*Written instruction*
Recast the entries below, from the line with "If you could pin the weathered" up to and including the line with "column 296, row 382", as a JSON list of strings with one string per line and blank lines left out.

»»

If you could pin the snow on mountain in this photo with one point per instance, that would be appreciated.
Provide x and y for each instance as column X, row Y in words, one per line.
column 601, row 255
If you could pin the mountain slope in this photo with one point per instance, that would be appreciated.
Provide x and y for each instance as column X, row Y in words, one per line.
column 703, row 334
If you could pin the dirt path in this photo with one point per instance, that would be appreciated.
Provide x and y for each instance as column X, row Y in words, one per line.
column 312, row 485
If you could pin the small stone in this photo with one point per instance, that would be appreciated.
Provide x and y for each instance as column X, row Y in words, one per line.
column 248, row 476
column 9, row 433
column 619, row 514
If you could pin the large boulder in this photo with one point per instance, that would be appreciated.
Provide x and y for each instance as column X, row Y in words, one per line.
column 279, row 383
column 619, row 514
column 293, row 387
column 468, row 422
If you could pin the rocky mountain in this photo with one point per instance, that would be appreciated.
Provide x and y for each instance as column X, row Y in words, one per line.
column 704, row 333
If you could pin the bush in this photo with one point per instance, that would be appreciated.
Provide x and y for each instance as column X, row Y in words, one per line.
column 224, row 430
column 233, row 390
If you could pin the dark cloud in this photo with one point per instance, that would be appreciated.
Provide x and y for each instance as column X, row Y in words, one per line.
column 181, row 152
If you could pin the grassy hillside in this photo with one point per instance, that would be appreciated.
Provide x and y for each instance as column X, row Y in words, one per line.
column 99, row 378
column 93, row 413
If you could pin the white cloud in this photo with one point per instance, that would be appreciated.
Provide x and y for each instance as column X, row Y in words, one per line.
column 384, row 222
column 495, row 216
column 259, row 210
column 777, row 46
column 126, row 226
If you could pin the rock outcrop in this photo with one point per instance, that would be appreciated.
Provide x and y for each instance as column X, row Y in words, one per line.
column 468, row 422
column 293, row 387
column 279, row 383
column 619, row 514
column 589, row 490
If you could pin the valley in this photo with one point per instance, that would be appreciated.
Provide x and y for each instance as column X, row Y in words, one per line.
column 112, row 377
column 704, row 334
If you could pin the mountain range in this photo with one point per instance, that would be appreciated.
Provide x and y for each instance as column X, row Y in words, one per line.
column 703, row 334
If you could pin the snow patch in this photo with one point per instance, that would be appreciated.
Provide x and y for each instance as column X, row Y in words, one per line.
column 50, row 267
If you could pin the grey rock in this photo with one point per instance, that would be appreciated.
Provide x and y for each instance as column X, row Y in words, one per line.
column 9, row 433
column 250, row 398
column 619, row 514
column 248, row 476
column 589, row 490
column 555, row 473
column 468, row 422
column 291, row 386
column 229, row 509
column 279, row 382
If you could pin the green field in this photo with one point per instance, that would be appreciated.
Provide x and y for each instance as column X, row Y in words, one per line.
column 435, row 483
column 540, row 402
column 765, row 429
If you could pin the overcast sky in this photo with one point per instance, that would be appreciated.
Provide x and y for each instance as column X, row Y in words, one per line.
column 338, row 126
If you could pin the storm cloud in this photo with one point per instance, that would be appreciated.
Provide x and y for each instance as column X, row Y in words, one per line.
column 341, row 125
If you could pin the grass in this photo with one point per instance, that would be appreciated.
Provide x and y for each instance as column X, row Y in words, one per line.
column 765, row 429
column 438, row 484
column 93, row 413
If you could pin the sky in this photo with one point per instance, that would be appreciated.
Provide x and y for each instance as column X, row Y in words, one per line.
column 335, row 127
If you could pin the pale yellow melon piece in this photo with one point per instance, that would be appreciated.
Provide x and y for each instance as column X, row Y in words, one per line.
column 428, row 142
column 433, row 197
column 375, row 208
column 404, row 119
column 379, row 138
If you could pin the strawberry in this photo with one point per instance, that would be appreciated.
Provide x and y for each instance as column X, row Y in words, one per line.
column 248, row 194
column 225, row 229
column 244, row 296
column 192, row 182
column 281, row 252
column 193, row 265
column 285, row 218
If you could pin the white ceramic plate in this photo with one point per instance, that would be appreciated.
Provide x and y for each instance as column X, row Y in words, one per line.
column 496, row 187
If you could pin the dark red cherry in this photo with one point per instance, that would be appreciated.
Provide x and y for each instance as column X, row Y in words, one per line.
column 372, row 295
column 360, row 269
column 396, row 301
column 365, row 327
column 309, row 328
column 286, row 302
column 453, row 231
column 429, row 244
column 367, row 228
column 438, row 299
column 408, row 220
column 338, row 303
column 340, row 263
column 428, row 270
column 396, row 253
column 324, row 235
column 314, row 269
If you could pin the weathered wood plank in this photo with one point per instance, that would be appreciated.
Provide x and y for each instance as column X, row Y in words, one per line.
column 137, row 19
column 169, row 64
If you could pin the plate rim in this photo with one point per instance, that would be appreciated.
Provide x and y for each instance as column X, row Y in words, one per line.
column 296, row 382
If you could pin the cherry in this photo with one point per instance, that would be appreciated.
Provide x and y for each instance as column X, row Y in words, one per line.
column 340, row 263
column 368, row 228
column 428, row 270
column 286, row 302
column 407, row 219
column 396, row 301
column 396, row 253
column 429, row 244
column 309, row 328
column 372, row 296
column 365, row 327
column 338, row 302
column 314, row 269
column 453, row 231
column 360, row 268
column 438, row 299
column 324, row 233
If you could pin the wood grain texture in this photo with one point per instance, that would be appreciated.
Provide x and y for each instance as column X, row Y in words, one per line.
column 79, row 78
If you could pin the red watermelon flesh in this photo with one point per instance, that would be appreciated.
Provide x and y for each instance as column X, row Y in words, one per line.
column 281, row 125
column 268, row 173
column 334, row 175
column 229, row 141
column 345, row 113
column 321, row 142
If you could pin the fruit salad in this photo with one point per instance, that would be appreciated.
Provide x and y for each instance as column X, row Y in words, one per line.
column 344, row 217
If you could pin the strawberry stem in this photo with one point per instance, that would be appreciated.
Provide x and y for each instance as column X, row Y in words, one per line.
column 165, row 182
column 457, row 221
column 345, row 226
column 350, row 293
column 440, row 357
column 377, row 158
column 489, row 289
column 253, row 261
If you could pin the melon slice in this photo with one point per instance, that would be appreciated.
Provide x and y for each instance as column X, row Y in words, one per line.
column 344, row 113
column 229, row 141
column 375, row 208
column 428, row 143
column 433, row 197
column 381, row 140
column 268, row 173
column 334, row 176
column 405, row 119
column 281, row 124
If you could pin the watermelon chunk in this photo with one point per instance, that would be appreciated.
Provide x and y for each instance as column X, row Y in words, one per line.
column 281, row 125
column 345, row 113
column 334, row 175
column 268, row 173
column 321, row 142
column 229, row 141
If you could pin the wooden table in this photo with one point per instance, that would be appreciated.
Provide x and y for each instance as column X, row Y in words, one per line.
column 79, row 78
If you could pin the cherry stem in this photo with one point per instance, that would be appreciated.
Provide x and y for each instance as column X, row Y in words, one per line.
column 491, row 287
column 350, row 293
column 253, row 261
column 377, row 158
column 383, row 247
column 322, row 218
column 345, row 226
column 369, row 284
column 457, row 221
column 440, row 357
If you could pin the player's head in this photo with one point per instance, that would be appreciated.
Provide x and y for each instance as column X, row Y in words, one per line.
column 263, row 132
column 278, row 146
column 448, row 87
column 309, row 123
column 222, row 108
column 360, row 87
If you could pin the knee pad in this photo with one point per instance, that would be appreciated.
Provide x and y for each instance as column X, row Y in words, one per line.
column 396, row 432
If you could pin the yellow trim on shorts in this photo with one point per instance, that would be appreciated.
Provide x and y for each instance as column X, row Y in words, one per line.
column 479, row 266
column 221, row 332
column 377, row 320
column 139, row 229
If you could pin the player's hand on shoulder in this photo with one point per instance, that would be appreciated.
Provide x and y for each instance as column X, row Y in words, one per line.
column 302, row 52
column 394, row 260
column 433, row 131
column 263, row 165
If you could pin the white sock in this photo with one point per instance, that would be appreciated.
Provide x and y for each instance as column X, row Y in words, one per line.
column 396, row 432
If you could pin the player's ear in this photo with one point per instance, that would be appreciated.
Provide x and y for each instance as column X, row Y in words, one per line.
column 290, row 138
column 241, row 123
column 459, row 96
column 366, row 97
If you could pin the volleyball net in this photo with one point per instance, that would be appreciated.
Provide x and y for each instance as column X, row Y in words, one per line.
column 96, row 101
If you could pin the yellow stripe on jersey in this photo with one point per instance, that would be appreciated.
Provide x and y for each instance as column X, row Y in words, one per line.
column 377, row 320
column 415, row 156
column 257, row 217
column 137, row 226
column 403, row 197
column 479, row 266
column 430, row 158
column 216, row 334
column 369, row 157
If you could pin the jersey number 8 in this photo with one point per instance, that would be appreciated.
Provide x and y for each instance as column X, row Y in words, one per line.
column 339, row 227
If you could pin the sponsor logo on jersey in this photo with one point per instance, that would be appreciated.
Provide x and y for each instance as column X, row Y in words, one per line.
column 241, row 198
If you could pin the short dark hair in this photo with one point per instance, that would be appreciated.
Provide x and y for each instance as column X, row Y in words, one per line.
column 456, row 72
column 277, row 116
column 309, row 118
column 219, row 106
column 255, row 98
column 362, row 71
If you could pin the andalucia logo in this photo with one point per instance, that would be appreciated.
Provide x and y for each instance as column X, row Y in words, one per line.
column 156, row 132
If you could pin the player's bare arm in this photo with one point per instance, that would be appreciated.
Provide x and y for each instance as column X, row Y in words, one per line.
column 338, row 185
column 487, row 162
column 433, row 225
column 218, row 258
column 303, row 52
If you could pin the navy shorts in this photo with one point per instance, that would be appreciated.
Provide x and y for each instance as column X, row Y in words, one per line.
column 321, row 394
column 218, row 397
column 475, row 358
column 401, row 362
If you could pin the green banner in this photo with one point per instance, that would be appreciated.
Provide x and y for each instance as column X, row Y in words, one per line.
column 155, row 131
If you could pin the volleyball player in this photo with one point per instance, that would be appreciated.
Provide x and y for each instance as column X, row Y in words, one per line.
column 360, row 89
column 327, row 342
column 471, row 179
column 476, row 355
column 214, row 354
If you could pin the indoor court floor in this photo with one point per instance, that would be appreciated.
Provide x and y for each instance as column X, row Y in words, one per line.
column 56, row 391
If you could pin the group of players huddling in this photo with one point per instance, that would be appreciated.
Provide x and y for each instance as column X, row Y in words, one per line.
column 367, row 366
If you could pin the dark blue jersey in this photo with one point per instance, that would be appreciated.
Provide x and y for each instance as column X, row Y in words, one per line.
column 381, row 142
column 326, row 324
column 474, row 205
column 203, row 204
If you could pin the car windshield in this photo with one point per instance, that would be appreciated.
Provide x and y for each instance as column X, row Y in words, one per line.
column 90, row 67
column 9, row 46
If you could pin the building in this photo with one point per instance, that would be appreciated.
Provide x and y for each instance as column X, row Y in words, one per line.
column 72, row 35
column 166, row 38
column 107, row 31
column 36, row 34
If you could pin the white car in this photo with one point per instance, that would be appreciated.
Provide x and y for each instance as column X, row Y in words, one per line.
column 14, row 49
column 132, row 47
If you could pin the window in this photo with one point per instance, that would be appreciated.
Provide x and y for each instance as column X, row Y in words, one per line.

««

*Solution to this exercise*
[
  "If you could pin the weathered wood plank in this photo with one point per instance, that would be appreciated.",
  "Provide x and y for each instance as column X, row Y in words, one per line.",
  "column 137, row 19",
  "column 169, row 64",
  "If you could pin the plate rim in this photo with one point per instance, that would be appreciated.",
  "Provide x and y for each instance as column X, row Y in words, one per line.",
  "column 296, row 382"
]